● TASK DESCRIPTION: An exact copy of all the data, minus the images, is required.
*** Block opens ***
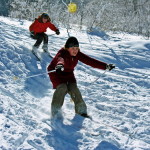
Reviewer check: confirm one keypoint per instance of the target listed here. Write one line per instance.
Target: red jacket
(39, 27)
(69, 62)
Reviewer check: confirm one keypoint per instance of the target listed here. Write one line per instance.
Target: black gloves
(59, 68)
(110, 66)
(57, 32)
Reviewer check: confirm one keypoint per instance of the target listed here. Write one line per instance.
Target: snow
(118, 100)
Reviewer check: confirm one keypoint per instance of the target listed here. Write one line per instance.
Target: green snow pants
(73, 91)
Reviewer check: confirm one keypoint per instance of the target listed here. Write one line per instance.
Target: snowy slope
(118, 100)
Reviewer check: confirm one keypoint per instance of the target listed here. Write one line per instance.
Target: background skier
(63, 79)
(37, 29)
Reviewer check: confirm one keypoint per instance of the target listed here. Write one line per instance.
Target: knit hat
(72, 42)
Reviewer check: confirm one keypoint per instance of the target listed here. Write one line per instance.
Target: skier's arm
(31, 28)
(91, 61)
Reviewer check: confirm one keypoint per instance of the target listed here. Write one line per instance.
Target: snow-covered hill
(118, 100)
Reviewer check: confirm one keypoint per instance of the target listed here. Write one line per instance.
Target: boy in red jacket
(37, 29)
(63, 79)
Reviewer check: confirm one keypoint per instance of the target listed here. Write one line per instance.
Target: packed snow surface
(118, 101)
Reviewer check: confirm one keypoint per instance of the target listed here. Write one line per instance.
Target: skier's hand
(110, 66)
(59, 68)
(57, 32)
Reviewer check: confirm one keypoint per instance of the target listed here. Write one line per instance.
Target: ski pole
(32, 76)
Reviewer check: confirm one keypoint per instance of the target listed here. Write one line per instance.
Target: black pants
(40, 37)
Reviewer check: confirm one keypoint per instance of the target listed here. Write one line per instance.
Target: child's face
(73, 51)
(44, 20)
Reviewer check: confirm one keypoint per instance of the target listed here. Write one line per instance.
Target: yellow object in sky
(72, 7)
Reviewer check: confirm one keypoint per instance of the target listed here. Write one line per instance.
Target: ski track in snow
(118, 101)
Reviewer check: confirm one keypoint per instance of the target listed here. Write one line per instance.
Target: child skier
(37, 29)
(63, 79)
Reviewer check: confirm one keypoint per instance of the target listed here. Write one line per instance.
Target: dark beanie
(72, 42)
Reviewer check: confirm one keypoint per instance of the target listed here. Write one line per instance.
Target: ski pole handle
(17, 78)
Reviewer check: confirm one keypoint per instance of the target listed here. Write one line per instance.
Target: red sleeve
(91, 61)
(52, 26)
(31, 28)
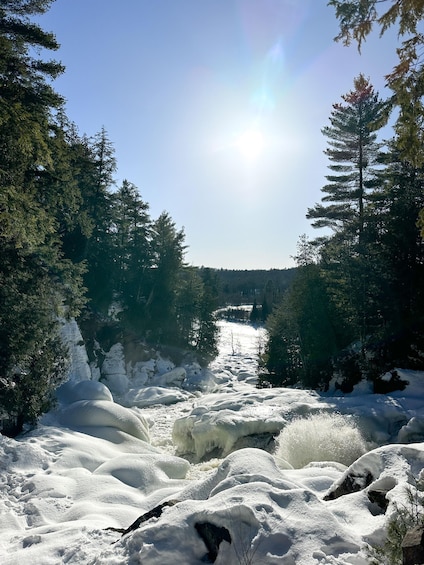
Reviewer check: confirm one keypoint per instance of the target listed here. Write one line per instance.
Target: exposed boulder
(213, 536)
(413, 546)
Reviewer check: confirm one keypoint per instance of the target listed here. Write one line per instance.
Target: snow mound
(71, 392)
(101, 413)
(264, 515)
(224, 420)
(146, 472)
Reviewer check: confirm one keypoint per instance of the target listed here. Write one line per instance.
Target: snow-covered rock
(103, 413)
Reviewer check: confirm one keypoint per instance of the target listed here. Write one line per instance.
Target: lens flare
(250, 144)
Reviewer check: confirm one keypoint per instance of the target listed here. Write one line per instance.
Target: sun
(250, 144)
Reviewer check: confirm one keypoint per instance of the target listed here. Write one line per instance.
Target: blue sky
(215, 110)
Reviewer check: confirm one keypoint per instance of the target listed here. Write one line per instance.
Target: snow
(287, 473)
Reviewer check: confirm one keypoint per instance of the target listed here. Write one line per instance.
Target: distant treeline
(237, 287)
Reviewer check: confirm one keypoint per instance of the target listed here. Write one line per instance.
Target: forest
(355, 309)
(76, 244)
(73, 243)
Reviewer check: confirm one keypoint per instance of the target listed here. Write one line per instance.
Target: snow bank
(221, 421)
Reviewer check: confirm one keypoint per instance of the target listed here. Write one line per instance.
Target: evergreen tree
(167, 261)
(355, 160)
(132, 237)
(354, 155)
(100, 166)
(207, 331)
(36, 283)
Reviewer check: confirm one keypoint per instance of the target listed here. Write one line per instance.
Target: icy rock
(413, 431)
(147, 472)
(79, 369)
(204, 431)
(140, 373)
(85, 390)
(153, 395)
(113, 370)
(382, 468)
(164, 365)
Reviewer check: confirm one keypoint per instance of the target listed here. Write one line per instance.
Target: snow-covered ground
(203, 443)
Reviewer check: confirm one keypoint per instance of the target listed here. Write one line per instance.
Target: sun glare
*** Block closes ***
● ANSWER TO THIS EXERCISE:
Reviewer check: confirm one keypoint per instance of the target listed here. Write one line per instance.
Target: red jacket
(39, 27)
(69, 62)
Reviewer check: confirm one keypoint per instance of the target listed here. Write one line per instance.
Target: black gloves
(59, 68)
(110, 66)
(57, 32)
Reviewer check: confirm one keypoint per instance of the target listed here. Write one line per instance.
Target: snow
(118, 100)
Reviewer check: confirm one keypoint per instance of the target listed here. Write one line per instance.
Target: green snow pants
(73, 91)
Reviewer check: confirm one keypoint per instance of the target listed here. Write one line per instance.
Target: snowy slope
(118, 100)
Reviewer check: confirm one keypoint per instance of the target listed here. Write one line per instance.
Target: background skier
(63, 79)
(37, 29)
Reviewer check: confirm one keypoint per instance of the target listed here. Write one line per instance.
Target: knit hat
(72, 42)
Reviewer check: confirm one keypoint per instance of the target listed here. Write one line per instance.
Target: skier's arm
(31, 28)
(91, 61)
Reviewer check: confirm one keypoint per instance of the target listed here. Write one line per instance.
Target: snow-covered hill
(118, 100)
Reviewer check: confirm one keypoint per instance of the target listed here. Write one line per instance.
Target: boy in red jacket
(37, 29)
(63, 79)
Reviewer check: confirm one keypoint per instance of the target listed here. Write one line per instance.
Target: packed snow surface
(118, 101)
Reviewer check: confirm one keypoint per instance of the target listed here. Write one line per instance.
Target: skier's hand
(110, 66)
(59, 68)
(57, 32)
Reviewer check: confirm one keypoint per instance of the target listed here. Write one line per instance.
Target: ski pole
(32, 76)
Reviewer check: confirm one keypoint per instance of the target listed here. Write one line per instance.
Target: black pants
(40, 37)
Reviewer check: confirm one keypoint per instance of the target listed here. Write one line per instance.
Target: child's face
(73, 51)
(44, 20)
Reviewer check: confirm one keypoint per instance of the target listed here. Write one line per instance.
Target: yellow object in sky
(72, 7)
Reviewer check: confirm one keypoint per instance of the target listed here. Write one line per instance.
Target: ski track in snow
(118, 101)
Reviewer check: confirm one keypoint per instance of the target listed here. Write one line per instance.
Target: child skier
(37, 29)
(63, 79)
Reviewer check: confirm one keypoint per instance of the target listed here. Write one line per instance.
Target: dark beanie
(72, 42)
Reviewer check: confirm one keypoint per instance of the target listed here. Write one line per instance.
Target: ski pole handle
(17, 78)
Reviewer check: confirm one keypoint per instance of the target listed here. Write one line per instance.
Target: red sleeve
(91, 61)
(52, 26)
(31, 28)
Reviewer check: confirm one keypoint per instance of the target listed here. Write one line per instance.
Target: exposed boulder
(213, 536)
(413, 546)
Reviewer check: confirm one keypoint per instance of the target listed here. Write one line per instance.
Target: snow mound
(71, 392)
(101, 413)
(264, 515)
(224, 420)
(146, 472)
Reviewer check: confirm one keypoint per instance of the target listed here. Write one line per instance.
Target: snow-covered rock
(103, 413)
Reviewer check: confirm one keypoint per instance of the target listed here. Write one line per instance.
Target: lens flare
(250, 144)
Reviewer check: confirm one keypoint per instance of the target listed here. Write one line per instance.
Target: sun
(250, 144)
Reviewer check: confirm one keypoint per instance of the target listed here. Write one line per instance.
Target: blue sky
(215, 110)
Reviewer check: confirm one keypoint per instance of the target listed here. Write one line per instance.
Target: snow
(287, 473)
Reviewer check: confirm one keypoint per instance of the target listed here. Write one line per instance.
Target: distant treeline
(237, 287)
Reviewer check: confirm one keypoint per instance of the target listed here. Write one line per instance.
Target: forest
(355, 309)
(76, 244)
(73, 243)
Reviewer check: confirm one keypoint per instance of the target listed here. Write one line per instance.
Target: snow bank
(221, 421)
Reviewer check: confirm one keypoint per instance of the target listed here. Write one line per instance.
Target: evergreen tree
(167, 261)
(355, 160)
(132, 237)
(354, 155)
(100, 166)
(207, 331)
(36, 283)
Reviewer check: confirm one keypoint per instance of the target listed here. Write one line per instance.
Target: icy rock
(413, 431)
(147, 472)
(79, 369)
(204, 431)
(140, 373)
(85, 390)
(153, 395)
(113, 370)
(382, 468)
(164, 365)
Reviewer check: confirm one keypoint per instance of the target listed here. Write one line per instance.
Target: snow-covered ground
(203, 443)
Reviewer check: confirm one keypoint per instance of the target listed here. Write one line per instance.
Target: sun glare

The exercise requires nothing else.